### ACTIVITY:
Continue the comment on polygons and emotional expression in game design, starting after its final sentence.

### PASSAGE FOR REVIEW:
----------------------------------------

The line of thinking that graphics allow more freedom to express emotion is silly and is something that has plagued game design since developers started considering good graphics a substitute for actual substance. This needs entire seminars and lectures, let alone a 7 minute mockery of it.

Ultimately, more polygons allows developers to express emotion more easily. It does not allow them to express "more" emotion. Graphics are already to the point where a full range of emotion can be expressed so this polygon pursuit is just to get more firmly on the other side of the uncanny valley. Either way, Cage is wrong. It's just lazy developing to think you need more polygons to achieve the kind of emotion you're going for and he needs to be called on it. Kudos to Jim for doing it.

----------------------------------------

### RECORDS SHOWN:
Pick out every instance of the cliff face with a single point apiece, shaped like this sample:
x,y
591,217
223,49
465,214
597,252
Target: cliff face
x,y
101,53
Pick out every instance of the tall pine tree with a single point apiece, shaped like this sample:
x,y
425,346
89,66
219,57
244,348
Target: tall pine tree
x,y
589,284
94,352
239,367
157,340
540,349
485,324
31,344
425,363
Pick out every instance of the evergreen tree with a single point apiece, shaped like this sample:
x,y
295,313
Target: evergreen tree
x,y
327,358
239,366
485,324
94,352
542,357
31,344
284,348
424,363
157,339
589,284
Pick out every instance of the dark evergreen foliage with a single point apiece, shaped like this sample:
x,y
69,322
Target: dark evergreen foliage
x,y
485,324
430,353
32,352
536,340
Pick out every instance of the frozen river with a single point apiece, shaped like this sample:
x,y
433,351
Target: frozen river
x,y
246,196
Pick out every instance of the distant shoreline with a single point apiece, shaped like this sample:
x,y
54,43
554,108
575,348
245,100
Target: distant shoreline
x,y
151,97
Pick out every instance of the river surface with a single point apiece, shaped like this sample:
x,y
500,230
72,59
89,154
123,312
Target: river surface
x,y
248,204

----------------------------------------

### REPLY TO THE TASK:
The future of graphics is bright. Independant studios are already getting to the point where they can design realistic games with passable (albeit less polished) graphics. With the next generations of game engines making it even easier to develop quality objects easily, I look forward to a time where good graphics are mundane and the storyline is the only thing that makes a game successful. Regardless, artistic games are already there. Their graphics are the same they'd be ten years from now and they're every bit as successful at expressing emotion.I believe Jim has already pointed out the phenomena though. Eventually realistic graphics will be just as valid years in the future, perhaps we're nearly there. But that has nothing to do with "more" emotion.